■ Prompt ■
Copy verbatim the span of lines beginning at the line that contains "glowing lamp on this basis." and ending with the final line of the data. Exclude pictures from the copy.
-- START Given information --
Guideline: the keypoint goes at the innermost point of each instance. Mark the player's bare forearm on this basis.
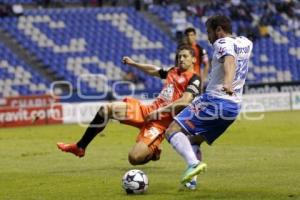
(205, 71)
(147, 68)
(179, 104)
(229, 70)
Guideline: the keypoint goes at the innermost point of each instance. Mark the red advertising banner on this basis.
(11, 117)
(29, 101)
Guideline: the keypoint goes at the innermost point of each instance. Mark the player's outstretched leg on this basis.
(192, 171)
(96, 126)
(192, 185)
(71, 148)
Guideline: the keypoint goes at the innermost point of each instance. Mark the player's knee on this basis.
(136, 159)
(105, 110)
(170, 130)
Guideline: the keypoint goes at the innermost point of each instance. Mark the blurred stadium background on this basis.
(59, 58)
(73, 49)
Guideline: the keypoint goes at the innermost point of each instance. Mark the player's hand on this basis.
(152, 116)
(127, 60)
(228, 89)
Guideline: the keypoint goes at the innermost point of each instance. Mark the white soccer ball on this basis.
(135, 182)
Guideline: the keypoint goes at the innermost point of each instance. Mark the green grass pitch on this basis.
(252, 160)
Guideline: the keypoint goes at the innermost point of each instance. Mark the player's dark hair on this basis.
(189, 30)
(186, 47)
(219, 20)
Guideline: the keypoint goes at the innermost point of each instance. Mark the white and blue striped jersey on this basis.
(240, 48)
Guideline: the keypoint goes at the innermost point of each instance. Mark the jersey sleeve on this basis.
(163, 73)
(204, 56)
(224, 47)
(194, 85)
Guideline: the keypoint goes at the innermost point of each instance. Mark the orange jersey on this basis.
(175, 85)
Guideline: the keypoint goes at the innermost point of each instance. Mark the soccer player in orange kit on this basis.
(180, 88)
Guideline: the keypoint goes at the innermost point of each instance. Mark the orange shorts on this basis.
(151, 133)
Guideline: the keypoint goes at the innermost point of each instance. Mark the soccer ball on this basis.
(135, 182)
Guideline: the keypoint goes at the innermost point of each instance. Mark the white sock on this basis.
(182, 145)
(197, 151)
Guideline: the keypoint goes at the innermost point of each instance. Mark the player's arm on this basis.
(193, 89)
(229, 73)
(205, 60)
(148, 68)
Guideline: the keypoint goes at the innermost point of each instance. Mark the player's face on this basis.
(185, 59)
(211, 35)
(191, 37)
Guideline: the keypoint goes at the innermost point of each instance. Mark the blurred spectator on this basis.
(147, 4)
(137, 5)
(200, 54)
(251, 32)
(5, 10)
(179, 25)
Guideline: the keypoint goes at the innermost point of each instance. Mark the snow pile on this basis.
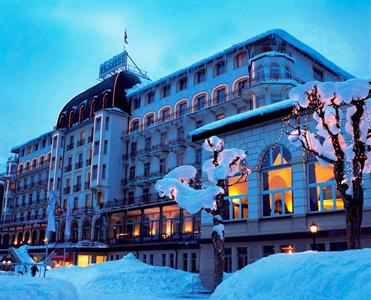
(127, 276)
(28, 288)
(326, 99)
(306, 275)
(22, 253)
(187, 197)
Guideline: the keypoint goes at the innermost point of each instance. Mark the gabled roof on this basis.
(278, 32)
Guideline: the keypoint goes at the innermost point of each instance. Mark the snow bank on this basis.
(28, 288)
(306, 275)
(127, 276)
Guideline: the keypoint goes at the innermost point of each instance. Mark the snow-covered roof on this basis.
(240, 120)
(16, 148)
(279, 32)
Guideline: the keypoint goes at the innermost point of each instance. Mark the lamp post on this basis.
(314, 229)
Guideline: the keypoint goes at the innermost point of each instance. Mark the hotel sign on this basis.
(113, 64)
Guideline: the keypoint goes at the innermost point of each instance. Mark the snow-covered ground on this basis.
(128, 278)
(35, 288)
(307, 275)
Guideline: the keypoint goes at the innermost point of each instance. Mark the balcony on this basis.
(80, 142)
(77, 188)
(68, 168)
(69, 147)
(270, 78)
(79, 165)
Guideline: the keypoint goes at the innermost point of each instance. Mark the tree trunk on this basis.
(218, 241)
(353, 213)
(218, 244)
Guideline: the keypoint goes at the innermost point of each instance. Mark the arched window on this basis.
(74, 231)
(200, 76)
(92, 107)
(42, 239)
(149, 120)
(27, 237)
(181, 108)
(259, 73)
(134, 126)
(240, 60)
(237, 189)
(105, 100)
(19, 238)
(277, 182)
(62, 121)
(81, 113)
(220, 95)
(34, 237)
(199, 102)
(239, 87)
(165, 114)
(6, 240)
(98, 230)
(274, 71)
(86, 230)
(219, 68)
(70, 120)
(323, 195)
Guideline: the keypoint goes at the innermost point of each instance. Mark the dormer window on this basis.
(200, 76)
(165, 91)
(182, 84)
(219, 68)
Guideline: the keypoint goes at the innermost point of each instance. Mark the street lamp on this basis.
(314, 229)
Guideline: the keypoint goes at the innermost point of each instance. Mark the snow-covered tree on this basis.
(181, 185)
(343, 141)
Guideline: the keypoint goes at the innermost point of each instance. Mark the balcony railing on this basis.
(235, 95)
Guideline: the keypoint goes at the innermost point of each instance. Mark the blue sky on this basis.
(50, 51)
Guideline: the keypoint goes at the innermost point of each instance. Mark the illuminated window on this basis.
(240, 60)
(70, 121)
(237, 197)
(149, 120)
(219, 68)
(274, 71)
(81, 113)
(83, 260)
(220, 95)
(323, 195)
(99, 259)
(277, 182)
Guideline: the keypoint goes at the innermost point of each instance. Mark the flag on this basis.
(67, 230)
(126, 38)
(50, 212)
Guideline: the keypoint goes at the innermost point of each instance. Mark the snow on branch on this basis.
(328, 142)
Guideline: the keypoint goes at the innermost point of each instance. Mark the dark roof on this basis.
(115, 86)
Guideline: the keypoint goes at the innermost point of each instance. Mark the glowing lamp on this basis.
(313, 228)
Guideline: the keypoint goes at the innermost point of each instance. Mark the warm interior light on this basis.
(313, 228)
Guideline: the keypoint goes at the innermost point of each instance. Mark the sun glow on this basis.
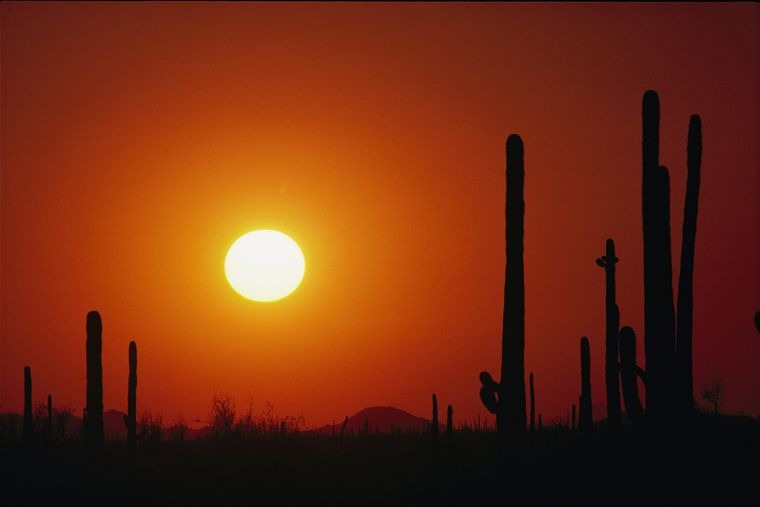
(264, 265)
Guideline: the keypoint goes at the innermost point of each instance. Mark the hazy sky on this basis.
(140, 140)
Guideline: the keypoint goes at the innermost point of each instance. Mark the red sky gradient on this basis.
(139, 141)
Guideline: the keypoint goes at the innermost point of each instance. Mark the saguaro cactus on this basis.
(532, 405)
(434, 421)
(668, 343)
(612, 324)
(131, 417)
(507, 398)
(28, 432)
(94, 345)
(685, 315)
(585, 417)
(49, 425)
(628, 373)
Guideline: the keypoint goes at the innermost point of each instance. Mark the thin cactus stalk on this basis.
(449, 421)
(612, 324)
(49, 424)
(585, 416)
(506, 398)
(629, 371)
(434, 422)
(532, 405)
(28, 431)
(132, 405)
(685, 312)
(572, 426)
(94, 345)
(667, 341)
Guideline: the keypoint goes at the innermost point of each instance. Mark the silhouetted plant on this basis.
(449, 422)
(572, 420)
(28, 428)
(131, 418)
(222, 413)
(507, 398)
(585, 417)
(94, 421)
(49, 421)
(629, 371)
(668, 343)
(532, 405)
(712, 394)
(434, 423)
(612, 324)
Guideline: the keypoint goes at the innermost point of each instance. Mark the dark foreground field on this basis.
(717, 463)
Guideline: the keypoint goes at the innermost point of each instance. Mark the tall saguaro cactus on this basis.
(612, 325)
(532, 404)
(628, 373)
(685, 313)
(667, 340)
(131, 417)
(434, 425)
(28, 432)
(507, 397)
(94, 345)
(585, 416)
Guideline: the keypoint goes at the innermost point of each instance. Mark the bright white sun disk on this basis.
-- END Given information --
■ Solution for this task ■
Guideline: the keypoint goes at the innermost point of each instance. Mark the glowing lamp on this basis.
(313, 228)
Guideline: the keypoint goes at the innermost point of each instance. Mark the warm interior light on this basis.
(313, 228)
Guideline: the keypoint goes at the innermost point of each instance. Mark the sun glow on this basis.
(264, 265)
Guideline: the keypoint goes at the innermost point of each instance. Mark the hazy sky on this basis.
(140, 140)
Guideline: the keypoint goes at the innermost point of each instance. Mark the red sky gradient on this basis.
(139, 141)
Guideline: the keypoint goes at the innermost point of each instance. Mark the saguaro cactus on this basis.
(532, 405)
(434, 421)
(668, 343)
(612, 324)
(131, 417)
(507, 398)
(28, 432)
(94, 345)
(685, 315)
(585, 417)
(49, 425)
(628, 373)
Guideline: the keypoint goes at the innermost point of each instance. Mark the thin cactus stalk on this basis.
(449, 421)
(612, 324)
(49, 424)
(585, 416)
(506, 398)
(629, 371)
(434, 422)
(532, 405)
(28, 431)
(132, 405)
(685, 312)
(572, 426)
(94, 345)
(667, 341)
Guideline: the keypoint goes at the innermost point of each instance. Mark the silhouetted plant on this basis.
(449, 422)
(572, 420)
(28, 428)
(131, 418)
(222, 413)
(507, 398)
(585, 417)
(94, 421)
(49, 421)
(629, 371)
(668, 343)
(532, 405)
(712, 394)
(434, 423)
(612, 324)
Guideline: the keypoint goes at the innermost point of each instance. Mark the dark foreground field on this basis.
(717, 463)
Guideline: the keypoint goes at the innermost point of each instance. Mark the tall saguaro cactus on this basis.
(612, 325)
(532, 404)
(628, 373)
(685, 313)
(667, 340)
(131, 417)
(434, 425)
(28, 432)
(507, 397)
(94, 345)
(585, 416)
Guideline: the keypoint goes at the innermost point of each instance. Mark the bright white sun disk on this basis.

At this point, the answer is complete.